### DOCUMENT SECTION:
++++++

The following wiki page provides my attempt at summarizing the talks given at the workshop on the Electronic Properties for Graphene hosted by the Princeton Center for Theoretical Science and the Princeton Center for Complex Materials. The event was organized by Dmitry Abanin, Joseph Checkelsky, and N. Phuan Ong on October 8-9, 2010. The level of the talks at this workshop was given at a very deep theoretical level and was most impressive. All the talks addressed the edge of our understanding of how electrons behave in graphene under various conditions.

Magnetism and Strong Correlations in Chemically Modified Graphene
Antonio Castro Neto, Boston University
  • Graphene is not strongly correlated but adding adatoms to graphene can result in the adatoms becoming magnetic. The location of the adatoms on the graphene lattice has a role in determining the onset of the Kondo effect. The adatoms induce a sp3 hybridization of the electron levels and a uniform or regular placement of adatoms will produce ferromagnetism. Irregular or random adatom placement can produce antiferromagnetism. Ripples in the graphene will produce some variation in the magnetic states in the material.
  • Website: Antonio Castro Neto


Charge Transport in Single- and Bi-layer Graphene
Michael Fuhrer, University of Maryland
  • Studied the conductivity of graphene FETs by inducing defects and adding potassium to the graphene lattice. Disorder in graphene is still unknown but thinks point defects give rise to constant conductivity.
  • Website: Michael Fuhrer


High Resolution Tunneling Spectroscopy of Graphene in Strong and Weak Disorder Potentials
Joseph A. Stroscio, Center for Nanoscale Science and Technology, NIST
  • Made STM measurements on graphene grown on SiO2 and SiC to understand the conductivity. Disorder appears to be related to the substrate roughness. Energy levels split into Landau levels at high magnetic fields and are stair step in shape. The landau levels have four peaks indicating a four fold degeneracy. When plotted in a certain way, the peaks form a diamond shape that he referred to as a coulomb diamond and said it was similar to a coulomb blockade. These areas look like quantum dots. Graphene grown on the C face of SiC are highly n-doped. Multiple graphene layers form and the layers can be rotated between 0.5 to 2 degrees from each other. Relaxation time is 0.4 ps and the valley splitting process is unknown.
  • Website: Joseph A. Stroscio


Broken symmetry in suspended bilayer graphene
Amir Yacoby, Harvard University
  • Bilayer graphene is stacked so that the lattice of each layer is alighted with each other such that a carbon atom appears in the center of the hexagon of the opposite layer when viewed from the top. This is known as Bernal stacking (in graphite alternate layers align with the middle layer being offset so that an atom aligns with the center of the hexagon in the above and below layers). Bilayer graphene produces 8 degenerate Landau levels in a magnetic field (compared with only 4 in single layer graphene). Quantum Hall Effect (QHE) was measured with magnetic fields as low as 50 mT. .
  • Website: Amir Yacoby


Electron transport in Graphene on Boron Nitride
Cory Dean, Columbia University
  • Graphene FETs were produced using BN as the gate insulator instead of SiO2. BN has a bandgap between 3.2 and 7.6 eV, and produces an atomically smooth layer (smoother than SiO2). The mobility for such devices ranges from 20,000 to 30,000 cm2/Vs. No effort was made to align the graphene lattice with the BN lattice.

++++++

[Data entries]

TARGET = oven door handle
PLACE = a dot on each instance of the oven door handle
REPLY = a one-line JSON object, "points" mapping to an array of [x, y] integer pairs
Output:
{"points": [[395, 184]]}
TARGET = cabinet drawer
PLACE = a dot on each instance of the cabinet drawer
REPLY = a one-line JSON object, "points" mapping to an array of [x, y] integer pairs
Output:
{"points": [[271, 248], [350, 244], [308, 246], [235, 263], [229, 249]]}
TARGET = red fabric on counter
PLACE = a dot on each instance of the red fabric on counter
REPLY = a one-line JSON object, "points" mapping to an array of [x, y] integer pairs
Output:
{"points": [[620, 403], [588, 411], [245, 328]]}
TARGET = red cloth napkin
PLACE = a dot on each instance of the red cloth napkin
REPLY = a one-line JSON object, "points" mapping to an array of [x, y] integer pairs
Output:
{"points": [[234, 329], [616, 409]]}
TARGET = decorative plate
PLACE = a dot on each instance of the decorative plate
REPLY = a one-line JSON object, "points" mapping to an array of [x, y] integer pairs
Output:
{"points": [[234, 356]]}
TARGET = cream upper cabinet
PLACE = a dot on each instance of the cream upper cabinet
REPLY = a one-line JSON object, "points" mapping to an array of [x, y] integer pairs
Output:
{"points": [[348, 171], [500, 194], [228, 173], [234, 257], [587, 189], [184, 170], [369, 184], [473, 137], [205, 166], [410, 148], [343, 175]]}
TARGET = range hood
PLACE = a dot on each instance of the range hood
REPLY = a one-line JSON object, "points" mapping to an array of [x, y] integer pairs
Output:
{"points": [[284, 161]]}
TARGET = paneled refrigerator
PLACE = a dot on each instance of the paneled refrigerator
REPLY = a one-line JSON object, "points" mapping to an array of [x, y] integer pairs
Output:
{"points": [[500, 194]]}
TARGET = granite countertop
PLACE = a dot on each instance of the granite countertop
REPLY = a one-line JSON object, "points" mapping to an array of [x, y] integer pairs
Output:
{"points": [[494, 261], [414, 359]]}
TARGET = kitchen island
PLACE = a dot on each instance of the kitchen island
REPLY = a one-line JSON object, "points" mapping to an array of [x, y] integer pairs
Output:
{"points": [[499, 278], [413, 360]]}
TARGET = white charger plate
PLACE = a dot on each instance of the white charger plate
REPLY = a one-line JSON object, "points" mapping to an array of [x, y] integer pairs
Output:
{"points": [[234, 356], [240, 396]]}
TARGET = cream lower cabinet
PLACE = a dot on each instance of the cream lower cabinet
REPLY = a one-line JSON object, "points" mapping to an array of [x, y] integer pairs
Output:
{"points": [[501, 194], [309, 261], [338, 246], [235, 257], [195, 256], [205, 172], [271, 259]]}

++++++

### WORK INSTRUCTIONS:
#1 Answer these from the graphene workshop summary:
(a) Who organized the workshop?
(b) How many degenerate Landau levels does bilayer graphene produce in a magnetic field?
(c) What mobility range is given for the devices using BN as the gate insulator?
#2 Reproduce everything in the graphene workshop summary from "Magnetism and Strong" down to "in the material.".

### OUTPUTS:
#1
(a) Dmitry Abanin, Joseph Checkelsky, and N. Phuan Ong
(b) 8
(c) 20,000 to 30,000 cm2/Vs

#2
Magnetism and Strong Correlations in Chemically Modified Graphene
Antonio Castro Neto, Boston University
  • Graphene is not strongly correlated but adding adatoms to graphene can result in the adatoms becoming magnetic. The location of the adatoms on the graphene lattice has a role in determining the onset of the Kondo effect. The adatoms induce a sp3 hybridization of the electron levels and a uniform or regular placement of adatoms will produce ferromagnetism. Irregular or random adatom placement can produce antiferromagnetism. Ripples in the graphene will produce some variation in the magnetic states in the material.